** Begin TEXT BLOCK **

Integration: are the Axioms Enough?

Integration Axioms

An integral on $\RR$ is a choice of set of functions $\mathcal{I}(J)$ for each closed interval $J$ together with a real valued map $\int_J\colon\mathcal{I}(J)\to\RR$ satisfying the following axioms:

• If $k\in\RR$ then $f(x)=k$ is an element of $\mathcal{I}([a,b])$ for any interval $[a,b]$ and $\int_{[a,b]}k = k(b-a).$

• If $f,g\in \mathcal{I}([a,b])$ and $f(x)\leq g(x)$ for all $x\in[a,b]$ then $\int_{[a,b]}f\leq\int_{[a,b]}g$

• If $[a,b]$ is an interval and $c\in[a,b]$, then $f\in\mathcal{I}([a,b])$ if and only if $f\in\mathcal{I}([a,c])$ and $f\in\mathcal{I}([c,b])$. Furthermore, in this case their values are related by $\int_{[a,b]}f = \int_{[a,c]}f +\int_{[c,b]}f$

All integrals agree when continuous

Let $f$ be a continuous function, and $\int^1,\int^2$ be two integrals for which $f$ is integrable on $[a,b]$. Then $\int_{[a,b]}^1f = \int_{[a,b]}^2 f$

The fundamental theorem of calculus is provable directly from the axioms for continuous functions: if $\int$ is some integral and $f$ is a continuous function that it can integrate on $[a,b]$, then $F(x)=\int_{[a,x]}f$ is differentiable and $F^\prime(x)=f(x)$ (In a previous note, on 2024-05-02).

** End TEXT BLOCK **
** Begin RAW DATA **

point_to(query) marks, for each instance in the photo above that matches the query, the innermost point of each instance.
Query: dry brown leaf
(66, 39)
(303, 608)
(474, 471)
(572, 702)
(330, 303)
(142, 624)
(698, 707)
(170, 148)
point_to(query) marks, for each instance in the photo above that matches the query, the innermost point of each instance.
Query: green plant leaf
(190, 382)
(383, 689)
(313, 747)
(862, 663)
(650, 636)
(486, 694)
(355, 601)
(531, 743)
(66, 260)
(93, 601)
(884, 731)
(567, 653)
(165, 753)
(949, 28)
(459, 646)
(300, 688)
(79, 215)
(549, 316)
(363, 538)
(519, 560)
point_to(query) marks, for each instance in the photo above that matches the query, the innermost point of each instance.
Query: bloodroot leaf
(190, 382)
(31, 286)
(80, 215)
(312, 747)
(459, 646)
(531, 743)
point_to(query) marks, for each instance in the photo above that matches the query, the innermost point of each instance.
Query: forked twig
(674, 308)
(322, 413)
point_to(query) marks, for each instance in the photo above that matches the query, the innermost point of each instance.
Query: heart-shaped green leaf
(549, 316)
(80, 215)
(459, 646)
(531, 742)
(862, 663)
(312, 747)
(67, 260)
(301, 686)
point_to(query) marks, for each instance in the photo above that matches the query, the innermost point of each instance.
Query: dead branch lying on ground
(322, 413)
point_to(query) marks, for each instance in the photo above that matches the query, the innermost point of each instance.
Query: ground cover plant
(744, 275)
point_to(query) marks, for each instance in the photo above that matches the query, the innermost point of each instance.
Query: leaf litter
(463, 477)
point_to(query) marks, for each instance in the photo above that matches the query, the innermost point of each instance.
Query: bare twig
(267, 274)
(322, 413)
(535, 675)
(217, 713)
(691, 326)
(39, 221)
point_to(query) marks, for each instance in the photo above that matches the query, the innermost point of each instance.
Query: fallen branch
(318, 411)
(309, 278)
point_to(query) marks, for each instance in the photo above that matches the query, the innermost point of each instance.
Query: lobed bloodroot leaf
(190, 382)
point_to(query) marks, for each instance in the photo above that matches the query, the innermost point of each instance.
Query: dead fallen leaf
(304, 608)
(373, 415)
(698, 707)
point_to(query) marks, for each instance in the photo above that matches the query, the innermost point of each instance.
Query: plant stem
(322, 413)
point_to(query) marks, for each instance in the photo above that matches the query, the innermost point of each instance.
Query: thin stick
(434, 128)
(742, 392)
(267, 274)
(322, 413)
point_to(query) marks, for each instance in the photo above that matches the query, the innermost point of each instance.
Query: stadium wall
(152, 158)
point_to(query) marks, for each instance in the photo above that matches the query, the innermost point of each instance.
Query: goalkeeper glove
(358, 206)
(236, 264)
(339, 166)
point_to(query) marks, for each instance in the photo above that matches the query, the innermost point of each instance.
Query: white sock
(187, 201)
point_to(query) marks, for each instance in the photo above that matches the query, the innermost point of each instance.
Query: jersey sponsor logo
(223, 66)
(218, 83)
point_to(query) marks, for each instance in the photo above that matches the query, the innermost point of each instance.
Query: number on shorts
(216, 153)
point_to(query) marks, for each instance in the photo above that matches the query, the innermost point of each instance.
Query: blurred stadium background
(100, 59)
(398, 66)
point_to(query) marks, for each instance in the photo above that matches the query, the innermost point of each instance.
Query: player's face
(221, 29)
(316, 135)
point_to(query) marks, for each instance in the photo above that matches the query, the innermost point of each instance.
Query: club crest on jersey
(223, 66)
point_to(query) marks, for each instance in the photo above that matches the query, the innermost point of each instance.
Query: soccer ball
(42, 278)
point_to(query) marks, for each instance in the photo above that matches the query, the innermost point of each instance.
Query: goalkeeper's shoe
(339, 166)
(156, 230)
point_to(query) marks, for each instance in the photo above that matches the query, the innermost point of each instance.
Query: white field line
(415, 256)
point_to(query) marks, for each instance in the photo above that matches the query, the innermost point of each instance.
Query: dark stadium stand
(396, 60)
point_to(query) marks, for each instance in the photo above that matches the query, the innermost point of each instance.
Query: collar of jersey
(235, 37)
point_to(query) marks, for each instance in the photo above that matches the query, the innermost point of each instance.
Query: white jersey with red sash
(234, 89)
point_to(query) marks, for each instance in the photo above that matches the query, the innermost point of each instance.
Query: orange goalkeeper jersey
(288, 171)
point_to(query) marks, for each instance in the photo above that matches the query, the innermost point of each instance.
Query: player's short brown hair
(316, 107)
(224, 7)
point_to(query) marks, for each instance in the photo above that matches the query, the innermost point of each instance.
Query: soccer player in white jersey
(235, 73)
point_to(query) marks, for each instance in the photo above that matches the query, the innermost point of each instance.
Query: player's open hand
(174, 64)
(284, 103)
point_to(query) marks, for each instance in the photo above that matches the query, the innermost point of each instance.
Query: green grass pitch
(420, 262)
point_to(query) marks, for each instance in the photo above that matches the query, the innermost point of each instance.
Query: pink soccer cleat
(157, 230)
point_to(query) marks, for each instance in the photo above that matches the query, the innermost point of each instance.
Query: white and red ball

** End RAW DATA **

REQUIRED TASK:
In the text on integration axioms, what value does the integral of a constant function k over an interval [a,b] take?

SOLUTION FOR THIS PROBLEM:
k(b − a)